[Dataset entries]
-------------------------

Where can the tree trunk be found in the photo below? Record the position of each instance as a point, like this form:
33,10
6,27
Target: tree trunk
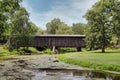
103,49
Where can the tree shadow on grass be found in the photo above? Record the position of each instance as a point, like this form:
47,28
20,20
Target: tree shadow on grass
108,52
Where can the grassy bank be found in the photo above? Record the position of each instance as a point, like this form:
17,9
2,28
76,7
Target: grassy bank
94,59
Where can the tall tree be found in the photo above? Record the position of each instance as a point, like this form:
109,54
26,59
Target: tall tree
53,26
99,20
7,7
78,28
64,29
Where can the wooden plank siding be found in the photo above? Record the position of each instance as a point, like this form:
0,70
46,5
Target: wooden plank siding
59,41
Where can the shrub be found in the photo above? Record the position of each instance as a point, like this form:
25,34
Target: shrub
48,51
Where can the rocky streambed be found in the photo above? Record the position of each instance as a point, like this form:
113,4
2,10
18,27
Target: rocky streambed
45,67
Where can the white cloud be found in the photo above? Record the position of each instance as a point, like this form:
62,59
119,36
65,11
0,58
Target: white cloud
69,14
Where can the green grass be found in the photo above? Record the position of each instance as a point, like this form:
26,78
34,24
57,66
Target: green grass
94,59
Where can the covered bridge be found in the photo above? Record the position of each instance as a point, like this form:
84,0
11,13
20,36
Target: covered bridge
56,41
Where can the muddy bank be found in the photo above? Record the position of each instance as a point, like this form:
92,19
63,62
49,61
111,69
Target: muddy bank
22,67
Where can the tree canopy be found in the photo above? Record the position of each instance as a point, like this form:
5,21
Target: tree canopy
101,21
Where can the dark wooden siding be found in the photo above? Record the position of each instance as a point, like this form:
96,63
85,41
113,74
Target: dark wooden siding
59,41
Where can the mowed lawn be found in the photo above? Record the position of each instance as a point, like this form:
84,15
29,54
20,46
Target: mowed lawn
94,59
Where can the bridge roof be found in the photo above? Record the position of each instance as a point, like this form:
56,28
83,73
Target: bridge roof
50,35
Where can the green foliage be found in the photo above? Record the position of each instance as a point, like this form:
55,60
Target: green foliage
53,26
64,29
58,27
94,60
48,51
101,21
78,28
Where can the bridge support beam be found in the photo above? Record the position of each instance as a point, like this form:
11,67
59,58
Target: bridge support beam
79,49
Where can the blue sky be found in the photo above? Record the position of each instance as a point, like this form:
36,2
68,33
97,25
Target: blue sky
69,11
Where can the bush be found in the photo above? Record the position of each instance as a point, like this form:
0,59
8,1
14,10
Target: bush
48,51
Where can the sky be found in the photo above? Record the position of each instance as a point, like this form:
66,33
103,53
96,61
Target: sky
69,11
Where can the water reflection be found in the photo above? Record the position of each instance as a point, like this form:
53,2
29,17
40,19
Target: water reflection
71,75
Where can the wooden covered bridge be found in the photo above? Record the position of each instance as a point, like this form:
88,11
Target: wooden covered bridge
56,41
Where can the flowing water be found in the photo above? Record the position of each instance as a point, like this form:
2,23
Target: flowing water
63,74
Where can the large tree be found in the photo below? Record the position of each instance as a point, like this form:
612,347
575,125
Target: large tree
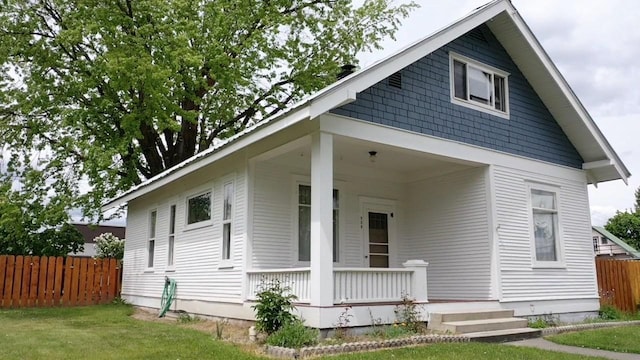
111,92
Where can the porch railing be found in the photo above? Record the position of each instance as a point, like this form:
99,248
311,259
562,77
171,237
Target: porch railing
350,285
297,279
356,285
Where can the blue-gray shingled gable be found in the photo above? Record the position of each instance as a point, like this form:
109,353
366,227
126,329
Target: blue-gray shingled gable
423,105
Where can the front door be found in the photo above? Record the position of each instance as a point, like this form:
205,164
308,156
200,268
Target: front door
377,226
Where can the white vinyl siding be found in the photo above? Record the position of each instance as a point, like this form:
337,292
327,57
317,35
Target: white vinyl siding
448,227
275,214
197,254
520,278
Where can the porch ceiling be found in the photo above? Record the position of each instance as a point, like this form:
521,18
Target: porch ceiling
352,155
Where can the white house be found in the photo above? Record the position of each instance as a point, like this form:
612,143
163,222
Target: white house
455,170
605,244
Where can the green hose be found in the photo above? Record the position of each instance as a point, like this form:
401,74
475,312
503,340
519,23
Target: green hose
168,294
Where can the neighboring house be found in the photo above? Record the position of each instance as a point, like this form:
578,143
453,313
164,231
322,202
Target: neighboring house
90,232
466,150
605,244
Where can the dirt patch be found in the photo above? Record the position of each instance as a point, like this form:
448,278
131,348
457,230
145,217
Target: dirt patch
233,331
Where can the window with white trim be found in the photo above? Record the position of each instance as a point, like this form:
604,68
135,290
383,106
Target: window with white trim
172,236
544,209
304,223
227,218
151,242
479,86
199,208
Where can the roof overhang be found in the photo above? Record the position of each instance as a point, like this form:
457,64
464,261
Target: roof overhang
600,160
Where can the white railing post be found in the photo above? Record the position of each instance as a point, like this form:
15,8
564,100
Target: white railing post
418,278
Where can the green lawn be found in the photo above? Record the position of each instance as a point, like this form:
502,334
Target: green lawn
620,339
108,332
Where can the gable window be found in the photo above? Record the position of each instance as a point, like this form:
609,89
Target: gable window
199,208
544,208
151,243
479,86
304,223
172,235
226,221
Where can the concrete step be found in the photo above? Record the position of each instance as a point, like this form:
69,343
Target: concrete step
505,335
470,315
470,326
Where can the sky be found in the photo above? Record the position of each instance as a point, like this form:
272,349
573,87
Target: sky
595,45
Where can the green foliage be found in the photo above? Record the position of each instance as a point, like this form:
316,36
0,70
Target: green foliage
113,92
544,321
408,314
341,328
626,226
273,306
109,246
610,312
294,335
391,331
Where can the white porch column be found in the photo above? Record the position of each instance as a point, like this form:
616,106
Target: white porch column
321,277
418,279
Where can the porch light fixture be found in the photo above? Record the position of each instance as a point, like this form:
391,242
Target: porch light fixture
372,155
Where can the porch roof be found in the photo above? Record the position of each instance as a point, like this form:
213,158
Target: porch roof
600,160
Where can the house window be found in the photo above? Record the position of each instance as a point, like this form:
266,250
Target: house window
545,224
478,86
172,235
304,223
226,221
151,243
199,208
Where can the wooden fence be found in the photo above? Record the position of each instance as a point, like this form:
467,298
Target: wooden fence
32,281
619,283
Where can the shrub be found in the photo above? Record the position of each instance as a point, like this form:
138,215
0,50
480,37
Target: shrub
294,335
274,306
108,245
408,314
609,312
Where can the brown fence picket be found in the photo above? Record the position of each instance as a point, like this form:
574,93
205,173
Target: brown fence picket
33,281
58,284
3,268
17,282
42,280
619,283
104,291
8,282
33,285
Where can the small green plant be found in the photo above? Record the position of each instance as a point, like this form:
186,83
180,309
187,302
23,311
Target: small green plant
609,312
543,321
341,328
220,325
274,306
185,318
108,245
408,314
294,335
119,301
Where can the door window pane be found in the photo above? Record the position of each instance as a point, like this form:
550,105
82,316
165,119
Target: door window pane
199,208
381,261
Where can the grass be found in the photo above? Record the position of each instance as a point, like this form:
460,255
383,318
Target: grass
109,332
476,351
620,339
103,332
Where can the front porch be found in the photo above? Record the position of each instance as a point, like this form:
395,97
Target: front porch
350,285
344,221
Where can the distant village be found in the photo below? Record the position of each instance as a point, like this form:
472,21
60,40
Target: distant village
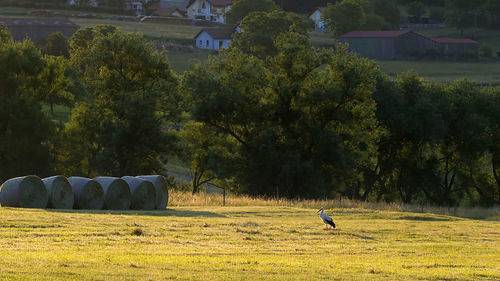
217,35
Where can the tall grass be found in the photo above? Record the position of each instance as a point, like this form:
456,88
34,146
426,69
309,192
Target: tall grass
183,198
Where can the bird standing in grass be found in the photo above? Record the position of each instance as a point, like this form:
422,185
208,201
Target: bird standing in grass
326,218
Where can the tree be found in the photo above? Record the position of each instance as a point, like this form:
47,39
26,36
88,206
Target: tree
389,11
416,9
301,120
260,29
344,17
54,83
241,8
25,131
206,152
131,94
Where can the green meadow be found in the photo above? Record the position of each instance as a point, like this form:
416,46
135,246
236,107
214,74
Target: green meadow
249,239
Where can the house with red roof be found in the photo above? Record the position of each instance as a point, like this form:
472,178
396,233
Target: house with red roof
208,10
388,44
169,12
215,38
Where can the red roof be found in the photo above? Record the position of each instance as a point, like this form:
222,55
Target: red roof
165,12
375,34
214,2
454,40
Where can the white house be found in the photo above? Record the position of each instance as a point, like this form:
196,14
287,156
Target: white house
209,10
317,18
92,3
179,4
214,38
134,6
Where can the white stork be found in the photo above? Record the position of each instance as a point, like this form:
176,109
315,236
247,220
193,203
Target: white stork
326,219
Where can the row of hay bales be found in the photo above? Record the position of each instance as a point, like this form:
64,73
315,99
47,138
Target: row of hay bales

-------------------------

▶ [Task statement]:
Write out an exact reproduction of the lines from the line that holds "Where can the grass be" to the bottom of the listing above, both ends included. Exclude pictures.

▶ [Solution for this task]:
Where can the grass be found in the photo above? Record the position of each instance as a point, like this form:
460,255
383,318
Target: grass
109,332
476,351
620,339
103,332
Where can the front porch be found in the photo above? Record the position of each instance as a point, like this form:
395,97
Target: front porch
350,285
344,221
Where can the distant village be found in the photo below? Record the position of each instance as a point, like this form:
472,21
60,40
Target: distant village
217,35
Where can the tall grass be found in the photo above? Record the position of each instance as a point, like this form:
456,88
34,146
426,69
309,192
Target: tall grass
183,198
Where can the bird standing in grass be found in the photo above? Record the position of each instance as a point, like this form:
422,185
208,201
Target: bird standing in grass
326,218
Where can the tree be found in the photo above? Record the position of each instance as a point, like this form:
47,39
26,36
88,206
Target: tree
389,11
416,9
301,120
260,29
344,17
54,83
241,8
25,131
206,152
131,94
Where can the green meadow be found in the photo above? Record the position of each instance as a point, like this form:
416,46
135,246
236,107
214,74
Target: green meadow
249,239
Where can the house with red roof be found in the photo above? Record the position of each instance as a point, like this form:
472,178
396,233
Target: house with red roof
208,10
388,44
169,12
215,38
Where can the red roof be found in the photo above? Record the position of each instance as a point, like this form:
222,55
Target: red roof
165,12
375,34
214,2
454,40
Where can the white house be found in the photo above? Record the position of each instance as a point, like this form:
196,14
287,156
Target: white house
209,10
317,18
92,3
179,4
214,38
134,6
Where can the white stork be found in the photo above? Record the position of each instance as a point, like this form:
176,109
315,236
247,220
193,203
Target: white stork
326,219
Where can the row of hay bales be found in the photo above? Record the position of each instance as a point, like this form:
64,73
315,99
47,138
Target: row of hay bales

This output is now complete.